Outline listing

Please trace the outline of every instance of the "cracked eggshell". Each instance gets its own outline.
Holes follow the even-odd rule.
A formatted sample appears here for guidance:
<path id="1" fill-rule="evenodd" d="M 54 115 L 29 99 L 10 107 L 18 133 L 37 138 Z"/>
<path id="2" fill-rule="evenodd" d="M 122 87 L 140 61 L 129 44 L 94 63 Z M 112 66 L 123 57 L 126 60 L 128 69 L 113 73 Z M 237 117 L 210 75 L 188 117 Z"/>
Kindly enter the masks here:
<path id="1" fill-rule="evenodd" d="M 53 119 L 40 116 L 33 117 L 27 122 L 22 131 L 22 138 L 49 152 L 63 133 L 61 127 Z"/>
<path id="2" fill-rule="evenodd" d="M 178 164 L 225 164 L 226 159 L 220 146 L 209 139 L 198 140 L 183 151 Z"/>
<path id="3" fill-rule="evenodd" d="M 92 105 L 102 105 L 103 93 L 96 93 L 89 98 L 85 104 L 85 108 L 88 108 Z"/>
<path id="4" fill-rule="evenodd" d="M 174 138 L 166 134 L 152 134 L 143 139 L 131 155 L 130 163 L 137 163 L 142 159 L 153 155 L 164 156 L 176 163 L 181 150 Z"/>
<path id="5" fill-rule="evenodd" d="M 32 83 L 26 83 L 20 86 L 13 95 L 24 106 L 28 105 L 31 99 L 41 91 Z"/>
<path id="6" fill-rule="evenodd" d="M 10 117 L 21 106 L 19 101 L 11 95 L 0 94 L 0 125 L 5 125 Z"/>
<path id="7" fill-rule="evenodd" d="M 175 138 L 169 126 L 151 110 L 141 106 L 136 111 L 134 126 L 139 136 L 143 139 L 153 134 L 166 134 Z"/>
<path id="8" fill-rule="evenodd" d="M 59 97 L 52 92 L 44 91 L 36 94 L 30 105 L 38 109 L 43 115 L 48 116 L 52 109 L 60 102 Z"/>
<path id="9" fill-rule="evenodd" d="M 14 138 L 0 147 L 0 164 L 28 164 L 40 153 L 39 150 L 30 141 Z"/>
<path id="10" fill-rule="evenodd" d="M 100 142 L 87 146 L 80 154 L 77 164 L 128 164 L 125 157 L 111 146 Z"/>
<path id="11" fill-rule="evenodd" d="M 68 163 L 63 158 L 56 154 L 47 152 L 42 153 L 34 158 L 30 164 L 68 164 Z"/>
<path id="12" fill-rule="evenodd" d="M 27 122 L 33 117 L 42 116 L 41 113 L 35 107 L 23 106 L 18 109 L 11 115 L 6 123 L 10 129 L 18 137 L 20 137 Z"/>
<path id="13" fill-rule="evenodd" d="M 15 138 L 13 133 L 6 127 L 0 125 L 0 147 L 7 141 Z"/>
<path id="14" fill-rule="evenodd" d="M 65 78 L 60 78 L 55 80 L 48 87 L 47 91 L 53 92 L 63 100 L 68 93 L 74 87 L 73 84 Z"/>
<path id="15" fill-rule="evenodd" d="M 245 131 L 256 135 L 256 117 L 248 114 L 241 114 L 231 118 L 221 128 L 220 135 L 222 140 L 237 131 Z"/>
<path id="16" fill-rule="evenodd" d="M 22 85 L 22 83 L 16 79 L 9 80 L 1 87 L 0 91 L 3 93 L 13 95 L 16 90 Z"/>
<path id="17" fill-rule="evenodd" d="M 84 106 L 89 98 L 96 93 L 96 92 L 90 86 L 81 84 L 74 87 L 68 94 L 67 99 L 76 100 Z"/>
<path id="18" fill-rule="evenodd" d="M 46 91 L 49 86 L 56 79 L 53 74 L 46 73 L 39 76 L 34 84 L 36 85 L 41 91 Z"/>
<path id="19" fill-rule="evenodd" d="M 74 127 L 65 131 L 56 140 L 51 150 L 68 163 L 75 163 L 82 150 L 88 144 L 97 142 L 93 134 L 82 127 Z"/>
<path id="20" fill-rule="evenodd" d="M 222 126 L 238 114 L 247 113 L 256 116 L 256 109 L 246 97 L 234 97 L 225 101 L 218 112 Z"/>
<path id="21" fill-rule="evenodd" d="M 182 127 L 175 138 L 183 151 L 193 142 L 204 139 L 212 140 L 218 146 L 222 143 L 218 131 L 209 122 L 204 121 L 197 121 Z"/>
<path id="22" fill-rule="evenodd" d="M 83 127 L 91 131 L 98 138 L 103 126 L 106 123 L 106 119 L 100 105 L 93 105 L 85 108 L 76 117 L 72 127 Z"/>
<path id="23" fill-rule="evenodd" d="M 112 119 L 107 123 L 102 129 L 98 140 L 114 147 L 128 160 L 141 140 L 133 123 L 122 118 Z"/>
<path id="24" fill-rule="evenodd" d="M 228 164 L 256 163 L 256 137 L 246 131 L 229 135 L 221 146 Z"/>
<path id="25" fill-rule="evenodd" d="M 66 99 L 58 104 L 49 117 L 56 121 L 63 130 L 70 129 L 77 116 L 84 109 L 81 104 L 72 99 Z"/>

*WHAT THIS TASK INVOLVES*
Rewrite the lines of the listing above as a numbered list, from its first line through the line that contains "54 115 L 29", leaving out any blank lines.

*REPLY TO THE EXERCISE*
1. Please trace the outline of every instance of the "cracked eggshell". Each instance gets its own outline.
2. Holes follow the even-odd rule.
3. A formatted sample appears here for guidance:
4. <path id="1" fill-rule="evenodd" d="M 54 115 L 29 99 L 10 107 L 18 133 L 37 138 Z"/>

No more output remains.